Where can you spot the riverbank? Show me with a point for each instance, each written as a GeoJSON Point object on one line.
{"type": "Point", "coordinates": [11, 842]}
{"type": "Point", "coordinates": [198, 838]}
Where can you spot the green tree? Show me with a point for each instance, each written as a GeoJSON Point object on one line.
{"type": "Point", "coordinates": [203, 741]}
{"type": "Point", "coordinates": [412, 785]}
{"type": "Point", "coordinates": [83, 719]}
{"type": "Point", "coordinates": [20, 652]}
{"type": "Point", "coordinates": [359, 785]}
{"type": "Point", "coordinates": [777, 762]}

...

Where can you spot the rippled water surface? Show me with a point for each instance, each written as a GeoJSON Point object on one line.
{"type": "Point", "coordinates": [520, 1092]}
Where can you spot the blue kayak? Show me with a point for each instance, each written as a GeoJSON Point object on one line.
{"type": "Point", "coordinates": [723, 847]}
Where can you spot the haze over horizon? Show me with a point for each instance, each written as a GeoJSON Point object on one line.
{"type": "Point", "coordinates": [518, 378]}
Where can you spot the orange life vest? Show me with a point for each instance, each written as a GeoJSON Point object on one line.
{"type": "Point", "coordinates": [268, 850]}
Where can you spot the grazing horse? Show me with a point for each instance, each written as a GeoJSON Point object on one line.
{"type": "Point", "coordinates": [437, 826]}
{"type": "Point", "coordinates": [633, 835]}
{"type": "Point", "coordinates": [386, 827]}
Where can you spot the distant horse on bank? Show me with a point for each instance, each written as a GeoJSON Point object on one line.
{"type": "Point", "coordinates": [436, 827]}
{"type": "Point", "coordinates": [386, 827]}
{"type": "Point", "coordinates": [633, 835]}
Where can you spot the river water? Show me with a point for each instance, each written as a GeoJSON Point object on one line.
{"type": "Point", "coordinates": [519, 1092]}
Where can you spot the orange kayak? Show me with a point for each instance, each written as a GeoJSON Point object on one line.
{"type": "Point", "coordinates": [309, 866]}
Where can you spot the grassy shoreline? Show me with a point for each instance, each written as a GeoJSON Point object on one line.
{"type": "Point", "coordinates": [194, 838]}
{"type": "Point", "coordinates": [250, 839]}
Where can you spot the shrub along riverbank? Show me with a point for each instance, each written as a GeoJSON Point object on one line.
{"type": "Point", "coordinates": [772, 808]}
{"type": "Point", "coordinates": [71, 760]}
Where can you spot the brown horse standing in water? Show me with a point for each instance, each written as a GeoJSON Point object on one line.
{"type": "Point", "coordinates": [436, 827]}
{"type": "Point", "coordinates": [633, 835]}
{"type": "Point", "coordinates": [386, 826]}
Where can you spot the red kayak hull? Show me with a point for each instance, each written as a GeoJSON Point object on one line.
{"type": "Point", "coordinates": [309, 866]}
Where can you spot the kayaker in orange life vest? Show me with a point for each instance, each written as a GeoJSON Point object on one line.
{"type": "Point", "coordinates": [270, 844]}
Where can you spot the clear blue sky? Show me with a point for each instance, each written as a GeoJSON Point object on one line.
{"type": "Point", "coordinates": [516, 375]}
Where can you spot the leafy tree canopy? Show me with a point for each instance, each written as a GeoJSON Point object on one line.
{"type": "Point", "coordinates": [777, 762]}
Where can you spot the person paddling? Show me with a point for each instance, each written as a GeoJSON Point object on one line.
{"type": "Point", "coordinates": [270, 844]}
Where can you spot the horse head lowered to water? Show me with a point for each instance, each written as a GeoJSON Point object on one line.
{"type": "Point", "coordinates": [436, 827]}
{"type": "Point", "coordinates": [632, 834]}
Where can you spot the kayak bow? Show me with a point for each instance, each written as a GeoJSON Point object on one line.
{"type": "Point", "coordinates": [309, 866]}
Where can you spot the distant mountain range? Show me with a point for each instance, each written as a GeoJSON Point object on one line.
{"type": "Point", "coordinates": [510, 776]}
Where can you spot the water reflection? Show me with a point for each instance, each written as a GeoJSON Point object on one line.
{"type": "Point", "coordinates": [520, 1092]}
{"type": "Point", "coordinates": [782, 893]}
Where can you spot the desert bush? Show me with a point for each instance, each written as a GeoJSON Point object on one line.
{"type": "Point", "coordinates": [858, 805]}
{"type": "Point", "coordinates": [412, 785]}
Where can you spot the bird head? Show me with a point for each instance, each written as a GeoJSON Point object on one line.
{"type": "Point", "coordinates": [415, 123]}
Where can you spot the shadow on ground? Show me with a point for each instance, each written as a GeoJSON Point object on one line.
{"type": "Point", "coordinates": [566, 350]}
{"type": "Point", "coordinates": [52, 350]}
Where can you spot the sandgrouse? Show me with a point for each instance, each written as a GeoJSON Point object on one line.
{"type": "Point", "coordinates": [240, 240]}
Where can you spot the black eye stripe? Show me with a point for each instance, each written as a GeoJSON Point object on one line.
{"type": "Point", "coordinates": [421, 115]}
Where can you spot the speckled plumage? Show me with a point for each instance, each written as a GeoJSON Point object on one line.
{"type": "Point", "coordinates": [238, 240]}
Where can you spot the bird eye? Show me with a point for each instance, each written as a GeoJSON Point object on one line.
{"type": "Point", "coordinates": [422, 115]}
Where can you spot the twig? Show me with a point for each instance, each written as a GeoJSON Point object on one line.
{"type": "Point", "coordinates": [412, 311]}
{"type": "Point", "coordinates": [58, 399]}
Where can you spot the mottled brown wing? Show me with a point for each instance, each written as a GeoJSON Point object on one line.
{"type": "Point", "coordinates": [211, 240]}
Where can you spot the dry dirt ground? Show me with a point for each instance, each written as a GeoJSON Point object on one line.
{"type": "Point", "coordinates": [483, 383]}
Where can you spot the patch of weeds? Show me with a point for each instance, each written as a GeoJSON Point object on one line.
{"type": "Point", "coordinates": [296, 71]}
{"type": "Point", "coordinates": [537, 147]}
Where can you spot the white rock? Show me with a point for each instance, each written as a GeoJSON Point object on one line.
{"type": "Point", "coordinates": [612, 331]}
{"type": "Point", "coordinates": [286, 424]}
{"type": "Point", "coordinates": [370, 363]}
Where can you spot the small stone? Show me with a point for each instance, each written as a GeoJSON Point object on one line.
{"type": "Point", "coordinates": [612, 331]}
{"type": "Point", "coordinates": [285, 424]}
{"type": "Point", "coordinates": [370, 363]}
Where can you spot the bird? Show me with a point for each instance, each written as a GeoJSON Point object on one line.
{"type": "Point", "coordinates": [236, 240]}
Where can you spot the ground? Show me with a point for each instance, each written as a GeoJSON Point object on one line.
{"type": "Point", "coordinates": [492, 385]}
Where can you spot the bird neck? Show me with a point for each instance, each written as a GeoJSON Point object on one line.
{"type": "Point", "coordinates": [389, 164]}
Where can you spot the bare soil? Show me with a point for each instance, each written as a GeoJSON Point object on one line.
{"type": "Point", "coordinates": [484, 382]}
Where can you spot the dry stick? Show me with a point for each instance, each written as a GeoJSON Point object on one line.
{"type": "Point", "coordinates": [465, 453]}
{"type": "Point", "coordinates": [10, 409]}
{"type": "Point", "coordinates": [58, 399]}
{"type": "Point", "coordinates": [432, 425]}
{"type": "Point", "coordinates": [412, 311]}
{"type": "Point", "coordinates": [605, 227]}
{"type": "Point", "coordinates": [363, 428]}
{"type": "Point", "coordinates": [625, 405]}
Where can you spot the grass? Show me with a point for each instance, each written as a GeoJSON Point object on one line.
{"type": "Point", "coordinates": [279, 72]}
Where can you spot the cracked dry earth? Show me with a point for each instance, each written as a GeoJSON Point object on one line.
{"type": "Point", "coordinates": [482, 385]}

- Exercise objective
Please report each line of the entries above that contains the word "water", copying every such line in full.

- Result of the exercise
Where can you spot the rippled water surface? Show me with a point for each instance, each written as a GeoJSON Point object on one line.
Where can you spot the river water? Show me with a point for each instance, each written as a GeoJSON Point object on one line.
Where can you spot the brown horse standing in water? Show me with a point for each instance, each written as a GeoJSON Point object on one line.
Where can you spot the horse head lowered to water? Show me with a point for each instance, each written as a GeoJSON Point object on one line.
Where can you spot the water reflection? Show me with a point for each instance, each written as a GeoJSON Point object on one line.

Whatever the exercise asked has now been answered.